[BEGIN]

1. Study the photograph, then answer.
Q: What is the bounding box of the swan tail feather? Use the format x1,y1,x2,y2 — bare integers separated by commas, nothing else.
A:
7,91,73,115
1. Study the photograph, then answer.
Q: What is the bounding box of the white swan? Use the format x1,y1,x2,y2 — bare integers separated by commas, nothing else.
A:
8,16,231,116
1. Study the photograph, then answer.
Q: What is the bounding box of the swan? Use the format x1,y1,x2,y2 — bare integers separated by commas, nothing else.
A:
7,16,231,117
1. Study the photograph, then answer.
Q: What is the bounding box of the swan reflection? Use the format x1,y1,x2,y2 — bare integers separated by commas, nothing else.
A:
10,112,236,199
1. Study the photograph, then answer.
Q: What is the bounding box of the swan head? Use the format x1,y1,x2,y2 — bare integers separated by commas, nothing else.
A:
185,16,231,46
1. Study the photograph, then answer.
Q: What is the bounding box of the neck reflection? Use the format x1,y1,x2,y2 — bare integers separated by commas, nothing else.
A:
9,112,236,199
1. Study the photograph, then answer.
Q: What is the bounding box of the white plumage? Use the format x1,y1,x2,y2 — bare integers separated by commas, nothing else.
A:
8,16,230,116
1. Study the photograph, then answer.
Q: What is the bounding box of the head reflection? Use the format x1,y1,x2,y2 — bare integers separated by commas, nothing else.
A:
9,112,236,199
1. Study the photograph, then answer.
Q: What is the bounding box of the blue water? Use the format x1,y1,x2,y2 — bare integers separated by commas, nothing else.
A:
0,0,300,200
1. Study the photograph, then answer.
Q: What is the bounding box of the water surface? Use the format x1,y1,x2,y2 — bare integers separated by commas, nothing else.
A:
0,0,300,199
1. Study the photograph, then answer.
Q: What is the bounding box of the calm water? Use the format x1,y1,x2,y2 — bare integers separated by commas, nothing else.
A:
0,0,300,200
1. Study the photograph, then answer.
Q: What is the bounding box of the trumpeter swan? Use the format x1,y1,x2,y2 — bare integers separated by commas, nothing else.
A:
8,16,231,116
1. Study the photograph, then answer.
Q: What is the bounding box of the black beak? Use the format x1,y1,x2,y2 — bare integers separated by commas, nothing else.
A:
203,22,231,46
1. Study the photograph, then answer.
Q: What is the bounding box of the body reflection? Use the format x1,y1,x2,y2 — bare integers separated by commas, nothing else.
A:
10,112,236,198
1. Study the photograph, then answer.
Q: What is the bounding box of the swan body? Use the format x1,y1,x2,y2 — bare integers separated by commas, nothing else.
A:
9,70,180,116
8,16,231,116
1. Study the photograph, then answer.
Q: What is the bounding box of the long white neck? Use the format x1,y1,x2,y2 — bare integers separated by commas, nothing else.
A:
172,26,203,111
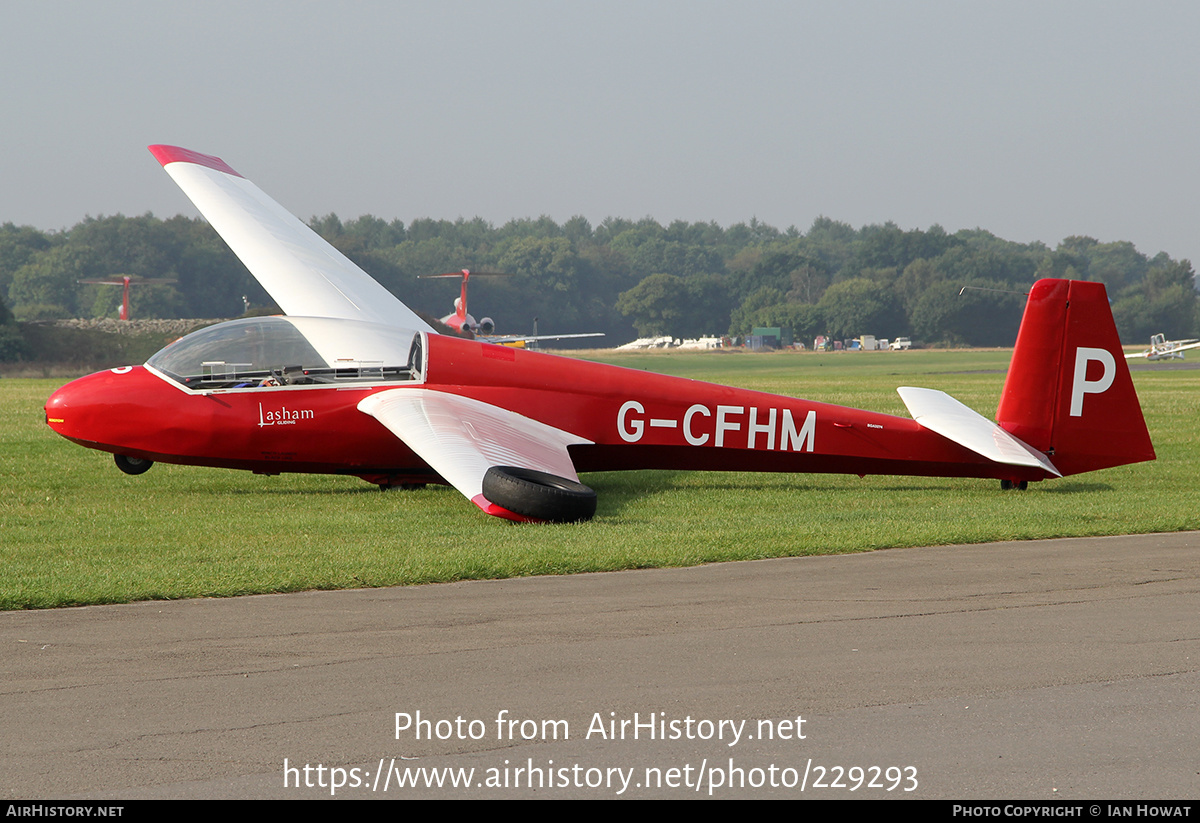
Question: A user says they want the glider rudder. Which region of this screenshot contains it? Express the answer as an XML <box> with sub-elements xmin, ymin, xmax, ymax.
<box><xmin>996</xmin><ymin>280</ymin><xmax>1154</xmax><ymax>475</ymax></box>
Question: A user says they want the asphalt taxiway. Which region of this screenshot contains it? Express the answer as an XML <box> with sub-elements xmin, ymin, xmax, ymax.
<box><xmin>0</xmin><ymin>531</ymin><xmax>1200</xmax><ymax>799</ymax></box>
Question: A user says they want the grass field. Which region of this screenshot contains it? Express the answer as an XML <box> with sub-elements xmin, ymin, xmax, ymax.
<box><xmin>0</xmin><ymin>352</ymin><xmax>1200</xmax><ymax>609</ymax></box>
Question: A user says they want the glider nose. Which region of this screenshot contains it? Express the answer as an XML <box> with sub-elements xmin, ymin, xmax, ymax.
<box><xmin>44</xmin><ymin>367</ymin><xmax>131</xmax><ymax>443</ymax></box>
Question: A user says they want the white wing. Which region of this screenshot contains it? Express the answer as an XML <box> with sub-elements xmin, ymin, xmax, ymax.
<box><xmin>150</xmin><ymin>145</ymin><xmax>433</xmax><ymax>331</ymax></box>
<box><xmin>896</xmin><ymin>386</ymin><xmax>1062</xmax><ymax>477</ymax></box>
<box><xmin>359</xmin><ymin>389</ymin><xmax>592</xmax><ymax>511</ymax></box>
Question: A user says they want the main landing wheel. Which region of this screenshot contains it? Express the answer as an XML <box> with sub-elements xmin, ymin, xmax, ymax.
<box><xmin>484</xmin><ymin>465</ymin><xmax>596</xmax><ymax>523</ymax></box>
<box><xmin>113</xmin><ymin>455</ymin><xmax>154</xmax><ymax>474</ymax></box>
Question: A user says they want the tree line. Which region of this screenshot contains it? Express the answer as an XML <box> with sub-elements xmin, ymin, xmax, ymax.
<box><xmin>0</xmin><ymin>214</ymin><xmax>1200</xmax><ymax>356</ymax></box>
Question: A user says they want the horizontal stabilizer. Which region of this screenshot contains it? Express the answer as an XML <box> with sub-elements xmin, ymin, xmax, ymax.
<box><xmin>896</xmin><ymin>386</ymin><xmax>1062</xmax><ymax>477</ymax></box>
<box><xmin>359</xmin><ymin>389</ymin><xmax>592</xmax><ymax>511</ymax></box>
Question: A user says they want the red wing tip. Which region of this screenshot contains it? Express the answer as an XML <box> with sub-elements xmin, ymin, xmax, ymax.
<box><xmin>148</xmin><ymin>145</ymin><xmax>241</xmax><ymax>178</ymax></box>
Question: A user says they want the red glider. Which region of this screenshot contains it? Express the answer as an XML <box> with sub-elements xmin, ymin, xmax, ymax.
<box><xmin>46</xmin><ymin>145</ymin><xmax>1154</xmax><ymax>522</ymax></box>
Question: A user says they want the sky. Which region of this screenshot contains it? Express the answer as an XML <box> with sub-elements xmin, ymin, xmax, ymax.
<box><xmin>0</xmin><ymin>0</ymin><xmax>1200</xmax><ymax>265</ymax></box>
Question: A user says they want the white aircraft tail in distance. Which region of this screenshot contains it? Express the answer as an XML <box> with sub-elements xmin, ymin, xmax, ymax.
<box><xmin>1126</xmin><ymin>335</ymin><xmax>1200</xmax><ymax>361</ymax></box>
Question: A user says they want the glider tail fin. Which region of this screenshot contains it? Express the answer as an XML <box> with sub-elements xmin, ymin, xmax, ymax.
<box><xmin>996</xmin><ymin>280</ymin><xmax>1154</xmax><ymax>475</ymax></box>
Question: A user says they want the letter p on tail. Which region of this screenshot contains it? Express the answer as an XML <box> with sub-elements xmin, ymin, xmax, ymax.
<box><xmin>996</xmin><ymin>280</ymin><xmax>1154</xmax><ymax>475</ymax></box>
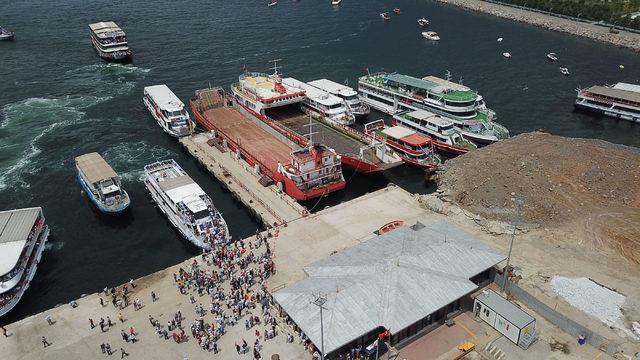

[END]

How many lines of the items above contain the string "wing"? Reply with the number alone.

### Solution for this task
2